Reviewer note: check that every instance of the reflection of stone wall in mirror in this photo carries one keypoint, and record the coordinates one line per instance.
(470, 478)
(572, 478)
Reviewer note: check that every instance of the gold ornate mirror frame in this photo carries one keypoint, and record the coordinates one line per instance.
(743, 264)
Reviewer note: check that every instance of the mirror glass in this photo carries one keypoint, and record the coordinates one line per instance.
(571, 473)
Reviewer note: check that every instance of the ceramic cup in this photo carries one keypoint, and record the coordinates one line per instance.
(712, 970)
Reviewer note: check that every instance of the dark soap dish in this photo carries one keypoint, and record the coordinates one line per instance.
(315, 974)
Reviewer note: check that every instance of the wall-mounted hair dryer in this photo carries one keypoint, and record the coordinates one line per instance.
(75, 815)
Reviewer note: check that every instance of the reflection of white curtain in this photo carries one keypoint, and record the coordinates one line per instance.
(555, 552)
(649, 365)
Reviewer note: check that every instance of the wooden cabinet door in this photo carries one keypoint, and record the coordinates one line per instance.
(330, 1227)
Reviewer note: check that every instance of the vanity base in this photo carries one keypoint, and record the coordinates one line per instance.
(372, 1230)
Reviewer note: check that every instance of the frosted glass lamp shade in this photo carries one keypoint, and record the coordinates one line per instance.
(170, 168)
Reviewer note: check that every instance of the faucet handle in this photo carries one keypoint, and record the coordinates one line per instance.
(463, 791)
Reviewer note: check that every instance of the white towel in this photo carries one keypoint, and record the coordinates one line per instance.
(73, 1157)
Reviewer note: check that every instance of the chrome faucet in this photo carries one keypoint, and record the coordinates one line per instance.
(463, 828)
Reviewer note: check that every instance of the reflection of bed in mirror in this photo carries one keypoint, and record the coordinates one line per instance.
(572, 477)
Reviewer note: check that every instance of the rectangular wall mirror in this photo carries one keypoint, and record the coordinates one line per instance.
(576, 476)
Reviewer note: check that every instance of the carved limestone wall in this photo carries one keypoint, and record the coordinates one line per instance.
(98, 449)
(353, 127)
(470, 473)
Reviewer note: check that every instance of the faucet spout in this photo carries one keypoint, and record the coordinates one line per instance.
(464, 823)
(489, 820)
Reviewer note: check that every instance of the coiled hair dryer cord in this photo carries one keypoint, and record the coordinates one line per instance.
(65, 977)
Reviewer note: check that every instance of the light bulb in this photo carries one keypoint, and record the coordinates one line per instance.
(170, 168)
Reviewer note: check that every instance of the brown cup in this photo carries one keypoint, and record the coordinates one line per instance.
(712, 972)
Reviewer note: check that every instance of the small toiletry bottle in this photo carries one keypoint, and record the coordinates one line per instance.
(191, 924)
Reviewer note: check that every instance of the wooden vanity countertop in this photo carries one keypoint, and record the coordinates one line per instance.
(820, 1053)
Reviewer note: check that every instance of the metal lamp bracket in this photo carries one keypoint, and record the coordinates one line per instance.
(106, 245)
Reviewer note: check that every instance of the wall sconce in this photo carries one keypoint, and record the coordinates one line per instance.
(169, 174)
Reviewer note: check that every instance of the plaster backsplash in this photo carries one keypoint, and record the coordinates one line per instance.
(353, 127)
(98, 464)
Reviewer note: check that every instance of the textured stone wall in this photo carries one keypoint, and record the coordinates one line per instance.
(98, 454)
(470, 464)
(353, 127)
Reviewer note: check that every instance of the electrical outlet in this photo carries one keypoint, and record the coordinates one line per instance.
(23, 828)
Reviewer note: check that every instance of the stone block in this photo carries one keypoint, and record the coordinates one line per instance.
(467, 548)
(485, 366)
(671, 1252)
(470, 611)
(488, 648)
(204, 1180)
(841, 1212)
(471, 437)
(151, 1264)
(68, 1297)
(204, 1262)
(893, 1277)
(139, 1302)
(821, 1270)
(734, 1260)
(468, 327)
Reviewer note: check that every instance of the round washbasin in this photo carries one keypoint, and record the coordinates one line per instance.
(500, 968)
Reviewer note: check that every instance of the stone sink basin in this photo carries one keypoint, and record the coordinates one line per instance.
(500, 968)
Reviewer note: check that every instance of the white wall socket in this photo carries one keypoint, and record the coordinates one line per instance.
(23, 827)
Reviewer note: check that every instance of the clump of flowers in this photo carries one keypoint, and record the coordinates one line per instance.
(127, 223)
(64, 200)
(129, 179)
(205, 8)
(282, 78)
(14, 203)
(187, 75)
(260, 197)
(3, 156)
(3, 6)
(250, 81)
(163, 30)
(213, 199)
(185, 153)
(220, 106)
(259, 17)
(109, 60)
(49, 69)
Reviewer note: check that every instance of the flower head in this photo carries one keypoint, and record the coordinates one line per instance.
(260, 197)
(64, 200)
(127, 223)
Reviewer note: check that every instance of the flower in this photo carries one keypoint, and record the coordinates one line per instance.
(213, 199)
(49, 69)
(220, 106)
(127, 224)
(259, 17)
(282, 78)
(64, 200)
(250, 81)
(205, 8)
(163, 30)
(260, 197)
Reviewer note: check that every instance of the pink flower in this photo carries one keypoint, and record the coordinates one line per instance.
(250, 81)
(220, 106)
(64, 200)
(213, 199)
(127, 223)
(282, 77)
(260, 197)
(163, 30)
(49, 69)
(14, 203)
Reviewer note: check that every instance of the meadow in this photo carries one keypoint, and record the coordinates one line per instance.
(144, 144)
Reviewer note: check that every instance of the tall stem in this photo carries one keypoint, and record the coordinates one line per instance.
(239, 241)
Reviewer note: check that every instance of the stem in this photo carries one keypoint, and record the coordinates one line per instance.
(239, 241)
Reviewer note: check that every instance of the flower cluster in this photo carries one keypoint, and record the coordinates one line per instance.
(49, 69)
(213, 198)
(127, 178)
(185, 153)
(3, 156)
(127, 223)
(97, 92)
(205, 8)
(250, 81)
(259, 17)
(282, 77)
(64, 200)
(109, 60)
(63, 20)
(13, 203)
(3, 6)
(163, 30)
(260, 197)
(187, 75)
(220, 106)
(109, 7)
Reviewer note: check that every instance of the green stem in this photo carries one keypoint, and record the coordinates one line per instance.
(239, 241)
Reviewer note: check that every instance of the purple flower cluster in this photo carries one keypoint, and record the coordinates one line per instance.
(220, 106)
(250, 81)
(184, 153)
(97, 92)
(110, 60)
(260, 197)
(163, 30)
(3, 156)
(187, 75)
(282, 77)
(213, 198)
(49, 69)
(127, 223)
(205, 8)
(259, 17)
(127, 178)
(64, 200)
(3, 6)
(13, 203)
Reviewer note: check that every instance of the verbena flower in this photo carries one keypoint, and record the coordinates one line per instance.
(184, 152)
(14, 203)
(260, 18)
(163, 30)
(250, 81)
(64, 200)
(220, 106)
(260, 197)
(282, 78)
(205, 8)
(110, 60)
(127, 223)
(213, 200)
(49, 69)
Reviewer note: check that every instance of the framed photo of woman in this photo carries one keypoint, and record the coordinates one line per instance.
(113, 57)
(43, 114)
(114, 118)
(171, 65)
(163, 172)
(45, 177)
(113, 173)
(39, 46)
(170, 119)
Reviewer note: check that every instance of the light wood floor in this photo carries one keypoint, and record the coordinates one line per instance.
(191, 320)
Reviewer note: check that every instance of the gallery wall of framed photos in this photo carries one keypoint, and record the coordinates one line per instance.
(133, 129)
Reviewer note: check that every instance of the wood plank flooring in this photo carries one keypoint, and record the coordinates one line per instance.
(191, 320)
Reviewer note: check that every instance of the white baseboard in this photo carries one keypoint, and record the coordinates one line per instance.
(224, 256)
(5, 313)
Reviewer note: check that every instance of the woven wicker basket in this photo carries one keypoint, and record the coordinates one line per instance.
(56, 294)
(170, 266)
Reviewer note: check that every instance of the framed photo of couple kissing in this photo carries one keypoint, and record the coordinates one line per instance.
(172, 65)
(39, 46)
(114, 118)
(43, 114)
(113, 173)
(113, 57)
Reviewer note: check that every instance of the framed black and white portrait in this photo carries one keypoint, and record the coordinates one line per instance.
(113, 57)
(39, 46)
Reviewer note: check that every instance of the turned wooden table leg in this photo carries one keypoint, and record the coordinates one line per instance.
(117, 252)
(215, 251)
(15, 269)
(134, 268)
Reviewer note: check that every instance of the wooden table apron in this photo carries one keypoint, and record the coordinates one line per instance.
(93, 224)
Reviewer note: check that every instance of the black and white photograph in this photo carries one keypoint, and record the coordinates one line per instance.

****************************************

Exercise prompt: Your task is to output exactly the lines running from the one with "Reviewer note: check that every instance of the woven" through the final line of the material above, with both ends included.

Solution below:
Reviewer note: check that every instance of the woven wicker basket in this photo carries one keypoint, and record the coordinates one line per instance.
(56, 294)
(170, 266)
Reviewer note: check that every instance of the framed photo of couple kissing in this photo carries one keypoint, and record the coordinates one line per instance.
(172, 65)
(39, 46)
(114, 118)
(43, 114)
(113, 173)
(113, 57)
Reviewer note: check that every instance of the framed black and white portrait in this photo carries one keypoint, and record the coordinates one line per instance.
(113, 57)
(39, 46)
Reviewer note: check that every instance of the turned wooden table leg in this photo carries one keypoint, and record the coordinates one line per instance.
(117, 252)
(215, 251)
(15, 269)
(134, 268)
Reviewer note: check that every instance of the wooden table apron in this photo carries one keypoint, and record the coordinates one line per instance.
(93, 224)
Reviewer note: check that every instance of the black and white photograph in this photo carries one keypoint, and record the coordinates one line per instance.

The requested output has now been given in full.